Seçilmiş metin>

İlki, Sedat Peker’in ifşaatından hemen sonra kardeşinin gözaltına alınması. Sedat Peker, “kardeşim evinde, gidin, sorun, anlatsın” yollu meydan okumuştu. Bütün harekâtını ince ince planlayan adamın bu konuda kardeşiyle anlaşmış olduğunu veri almamız gerektiğine göre, Atilla Peker’in tam da bu nedenle, sorulursa konuşabileceği için derhal “emniyete” alındığını varsayabiliriz. Zaten, bizzat içişleri bakanının da televizyon ekranından tekrarladığı öyküye göre, Atilla Peker’in gözaltına alınışının kardeşinin ifşaatıyla falan güya alâkası yoktu! Adam, ihbar üzerine, ruhsatsız silah bulundurmaktan alınmıştı! Her türden yetkili bize sık sık salak olduğumuzu, çünkü başka seçeneğimiz bulunmadığını hatırlatır; biz de mecburen boyun eğeriz. Fakat “ihbar üzerine ruhsatsız silah” masalıyla kendimizden geçecek hale de düşmedik henüz.
İki olgu demiştim; ikincisi de şu: Atilla Peker, İstanbul Anadolu Cumhuriyet Başsavcılığı’na gönderilmek üzere Fethiye Cumhuriyet Başsavcılığı’na dilekçe verdi! Ve -şüphesiz kardeşiyle anlaşmış oldukları üzre- Kıbrıs’a suikast yolculuğunun ayrıntılarını ortaya döktü. Resmî kayda netameli bilgi girmesin diye doğru dürüst ifadesinin alınmayışını, mecburen kayda giren, böylece bizim de öğrenebildiğimiz dilekçe hamlesiyle telafi etti: “Cumhuriyet Başsavcılığınızca yürütülmekte olan soruşturma kapsamında toplumda Reis Sedat Peker’in 7. videosu olarak bilinen videodaki anlatımlarında adı geçen, adını ve mesleğini sonradan öğrendiğim Kıbrıslı gazeteci Kutlu Adalı’nın öldürülmesine ilişkin bildiklerimi ve yaşadıklarımı sayın makamınıza arz etmek için bu dilekçeyi yazmak zorunlu olmuştur…”
Jeriko’lar, Uzi’ler
Atilla Peker’in anlattıklarına geçebiliriz. (Peker’in dilekçesini ilk Ankara Gazetecisi’nden, Alican Uludağ’ın haberinden okudum, oradan aktaracağım. Şurada da, dilekçenin orijinal iki sayfası görsel -resim dosyası- olarak var.)

Alıştırmalar>
#1 Aşağıdaki ifadelerin seçilmiş metinle uyuşup uyuşmadığını belirtin. Her biri için evet ya da hayır deyin ve karar veren sözcükleri metinden aynen alıntılayın.
(a) İçişleri bakanının televizyonda tekrarladığı öyküye göre Atilla Peker'in gözaltına alınması kardeşinin ifşaatıyla ilgiliydi.
(b) Atilla Peker dilekçesini doğrudan İstanbul Anadolu Cumhuriyet Başsavcılığı'na verdi.
(c) Yazar, Peker'in dilekçesini ilk olarak Alican Uludağ'ın haberinden okudu.
#2 Seçilmiş metinde "Jeriko’lar, Uzi’ler" ile "dosyası- olarak var.)" arasındaki bölümü, bu iki ifade de dahil olmak üzere kopyalayın.

Veri bölümü>
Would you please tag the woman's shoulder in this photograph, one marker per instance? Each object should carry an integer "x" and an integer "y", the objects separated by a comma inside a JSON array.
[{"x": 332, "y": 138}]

Çözülmüş görevler>
#1
(a) Hayır: "Atilla Peker’in gözaltına alınışının kardeşinin ifşaatıyla falan güya alâkası yoktu!"
(b) Hayır: "İstanbul Anadolu Cumhuriyet Başsavcılığı’na gönderilmek üzere Fethiye Cumhuriyet Başsavcılığı’na dilekçe verdi!"
(c) Evet: "Peker’in dilekçesini ilk Ankara Gazetecisi’nden, Alican Uludağ’ın haberinden okudum"

#2
Jeriko’lar, Uzi’ler
Atilla Peker’in anlattıklarına geçebiliriz. (Peker’in dilekçesini ilk Ankara Gazetecisi’nden, Alican Uludağ’ın haberinden okudum, oradan aktaracağım. Şurada da, dilekçenin orijinal iki sayfası görsel -resim dosyası- olarak var.)